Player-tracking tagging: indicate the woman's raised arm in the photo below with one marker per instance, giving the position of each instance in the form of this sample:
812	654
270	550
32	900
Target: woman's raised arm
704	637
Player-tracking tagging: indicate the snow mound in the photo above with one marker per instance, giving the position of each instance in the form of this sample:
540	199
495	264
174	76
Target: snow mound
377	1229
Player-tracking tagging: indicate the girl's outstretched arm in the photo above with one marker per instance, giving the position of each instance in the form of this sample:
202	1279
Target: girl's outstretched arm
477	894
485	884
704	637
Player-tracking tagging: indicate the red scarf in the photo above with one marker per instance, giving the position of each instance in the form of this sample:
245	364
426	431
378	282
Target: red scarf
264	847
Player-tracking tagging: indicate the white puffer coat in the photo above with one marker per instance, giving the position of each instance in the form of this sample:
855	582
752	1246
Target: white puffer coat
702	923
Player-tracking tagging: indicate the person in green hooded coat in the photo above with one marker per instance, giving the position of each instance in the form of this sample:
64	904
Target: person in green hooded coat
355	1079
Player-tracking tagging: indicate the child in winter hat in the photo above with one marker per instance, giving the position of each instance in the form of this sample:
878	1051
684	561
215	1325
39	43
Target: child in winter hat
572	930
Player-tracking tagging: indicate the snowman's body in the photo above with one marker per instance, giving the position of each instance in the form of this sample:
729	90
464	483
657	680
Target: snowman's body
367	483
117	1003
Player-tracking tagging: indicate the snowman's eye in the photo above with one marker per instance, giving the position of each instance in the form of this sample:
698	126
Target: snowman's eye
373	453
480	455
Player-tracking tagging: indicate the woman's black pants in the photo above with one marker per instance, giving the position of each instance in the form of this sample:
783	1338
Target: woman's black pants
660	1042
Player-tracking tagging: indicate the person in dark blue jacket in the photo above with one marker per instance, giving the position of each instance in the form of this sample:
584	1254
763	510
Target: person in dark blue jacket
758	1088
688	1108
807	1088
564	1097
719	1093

• **Task**:
Restate the material word for word, leaving nothing out.

• **Result**:
Player-tracking tagging: indicate the woman's raised arm in the photo below with one marker per instance, giving the position of each instance in the form of this sample:
812	654
270	550
32	900
Target: woman's raised arm
704	637
Player-tracking tagging: indicate the snow mound in the photo above with one marker per instance, giving the position of each instance in the form of this sample:
540	199
495	264
174	76
Target: snow mound
377	1229
Player-tracking tagging: indicate the girl's outstretched arm in the photo above with one marker per instance, giving the position of each instance in the form of this sample:
202	1279
Target: girl's outstretched arm
477	894
485	884
704	637
Player-tracking tagging: indicate the red scarf in the photo above with one marker per instance, giving the position of each instance in the form of this sample:
245	364
426	431
378	282
Target: red scarf
264	847
Player-tracking tagging: indicate the white puffer coat in the photo above with one marker per instance, giving the position of each instance in the form of this sample:
855	582
752	1246
Target: white puffer coat
702	923
Player-tracking tagging: indicate the person in green hooded coat in the photo above with one marker per instance, giving the position of each instance in the form of this sample:
64	904
Target: person in green hooded coat
355	1079
Player-tracking tagging: indicate the child in winter hat in the photo above with one marker per instance, giving the position of each instance in the form of this sample:
878	1051
684	561
215	1325
39	43
Target: child in winter hat
572	930
Player-tracking tagging: indicate the snowman's body in the photo above with one marker per instance, giving the position of each instance in the form of this sample:
729	90
464	483
657	680
Target: snowman's body
367	483
117	1003
Player-tracking tagging: indicate the snowman's eye in the photo above with one marker per instance, giving the position of each instance in the form of this sample:
698	126
Target: snowman's eye
373	453
480	455
Player-tracking tagging: indicate the woman's black pants in the photo above with one marker per instance, giving the position of each instance in the form of this sample:
783	1338
Target: woman's black pants
660	1042
Player-tracking tagging: indicate the person in dark blue jacket in the photo above with one marker per instance, giving the position of each instance in the form of this sample:
584	1254
763	510
Target: person in dark blue jacket
758	1088
688	1108
807	1088
564	1097
719	1093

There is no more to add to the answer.